■ 課題
本文の「点滴の速度が本当に1時間につ」から「私はナースコールを押した。」までをすべて書き写しなさい。その際、「ナースコール」を「呼び出しボタン」に置き換えること。

空だ。
間違いなく空だ。
点滴袋が空になっている。
おかしい。
2回目の点滴が終了するのは12時20分のはずだ。
もう一度私は自宅から持ってきた置時計を見た。
時計の針が指しているのは11時30分。
2度見しても11時30分。
本当はいけないのだが、上半身を起こした(といっても、おしっこをするときにすでに起こしているのでもはや厳守する意味もないのだろうが・・・)。
体を起こした後、机の引き出しにしまってあったスマホを取り出して時間を確認した。
11時30分。
スマホで見ても11時30分。
間違いない。
今の時刻は11時30分なのだ。
1回目の点滴が終わったのがほぼ10時。
そして、その時点で1回目の点滴が1時間につき450ミリリットルという間違った速度で実行されていたことが判明した。そして、その間違いを私が取り立てて特徴のない薄い顔をしているナースに指摘した後、10時20分から1時間につき500ミリリットルの速度で2回目の点滴が開始されたはずだ。つまり2回目の点滴は12時20分に終了するというペースに設定されていたはずなのだ。
そのはずなのだ。
・・・いや、
私がその時点でこの目で確認したのは2回目の点滴の開始時刻が10時20分という事実だけだ。
点滴の速度が本当に1時間につき500ミリリットルの速度に設定されていたかどうかについてはこの目で確認したわけではない。
もしかしたら1時間以上もの大幅な遅れを看護師自身のミスで起こしてしまったという事実を隠蔽するためにものすごく速い速度で2回目の点滴が実行されていたのではなかろうか?
もしそうだったら私の体に何らかの悪影響が生じるのではないか?
あるいは速度自体はガイドライン通りに設定しているが、点滴の量が1リットルよりもかなり減らされていたということか?
2時間で終了するはずの2回目の点滴がそのおよそ半分の時間で終わっているということは、そのいずれかということになるのではないか?
様々な疑惑が頭をよぎりながら私はただただ頭上で空になっている点滴袋を眺めていた。
時計を見ると11時45分。
じっとしてても始まらない。
私はナースコールを押した。

■ データ行
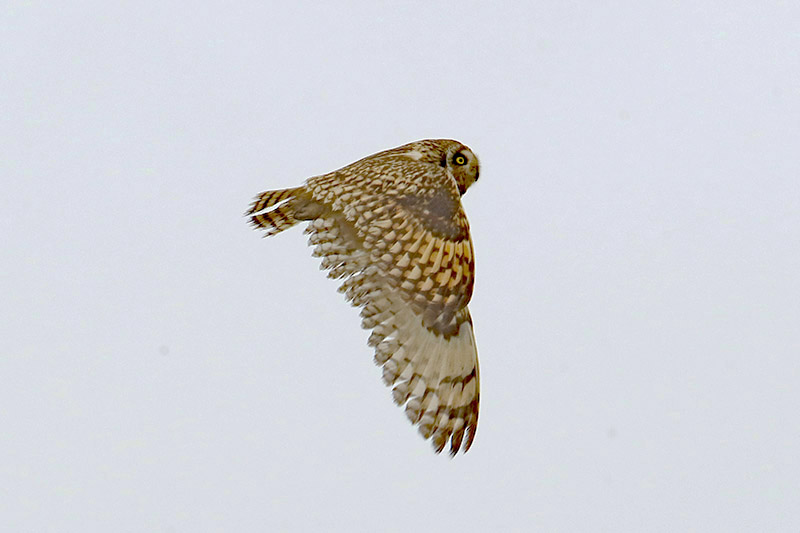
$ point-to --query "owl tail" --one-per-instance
(280, 210)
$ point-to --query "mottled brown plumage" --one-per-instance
(392, 227)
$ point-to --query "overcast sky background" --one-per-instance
(636, 226)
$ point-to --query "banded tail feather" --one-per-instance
(280, 211)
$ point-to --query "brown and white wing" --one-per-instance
(408, 263)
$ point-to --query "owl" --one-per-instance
(391, 227)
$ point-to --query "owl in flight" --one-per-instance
(392, 227)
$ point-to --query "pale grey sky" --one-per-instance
(637, 232)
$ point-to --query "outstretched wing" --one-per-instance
(406, 260)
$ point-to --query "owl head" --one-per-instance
(456, 158)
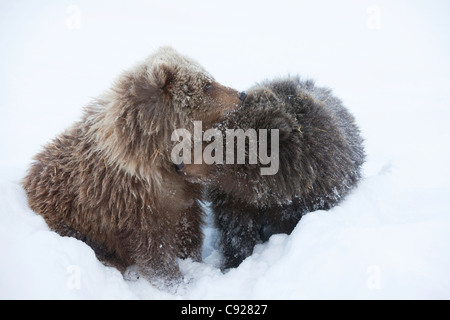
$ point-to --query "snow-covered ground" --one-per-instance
(388, 60)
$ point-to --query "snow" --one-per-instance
(388, 61)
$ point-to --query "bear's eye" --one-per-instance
(179, 167)
(207, 87)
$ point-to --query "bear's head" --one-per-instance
(247, 182)
(133, 122)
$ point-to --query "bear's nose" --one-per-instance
(242, 96)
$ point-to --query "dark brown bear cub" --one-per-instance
(320, 154)
(109, 181)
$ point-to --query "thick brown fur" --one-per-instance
(108, 180)
(320, 158)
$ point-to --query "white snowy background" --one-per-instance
(388, 60)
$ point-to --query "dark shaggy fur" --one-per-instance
(320, 155)
(108, 180)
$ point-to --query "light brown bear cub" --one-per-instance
(109, 181)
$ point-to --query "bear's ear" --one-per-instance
(165, 76)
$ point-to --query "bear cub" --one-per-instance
(109, 181)
(320, 154)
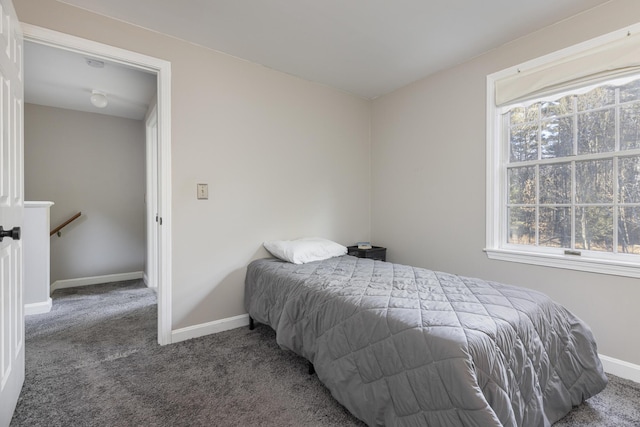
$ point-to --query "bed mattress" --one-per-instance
(406, 346)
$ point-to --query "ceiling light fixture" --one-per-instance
(99, 99)
(95, 63)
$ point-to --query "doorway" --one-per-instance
(158, 185)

■ 記述解答
点滴の速度が本当に1時間につき500ミリリットルの速度に設定されていたかどうかについてはこの目で確認したわけではない。
もしかしたら1時間以上もの大幅な遅れを看護師自身のミスで起こしてしまったという事実を隠蔽するためにものすごく速い速度で2回目の点滴が実行されていたのではなかろうか?
もしそうだったら私の体に何らかの悪影響が生じるのではないか?
あるいは速度自体はガイドライン通りに設定しているが、点滴の量が1リットルよりもかなり減らされていたということか?
2時間で終了するはずの2回目の点滴がそのおよそ半分の時間で終わっているということは、そのいずれかということになるのではないか?
様々な疑惑が頭をよぎりながら私はただただ頭上で空になっている点滴袋を眺めていた。
時計を見ると11時45分。
じっとしてても始まらない。
私は呼び出しボタンを押した。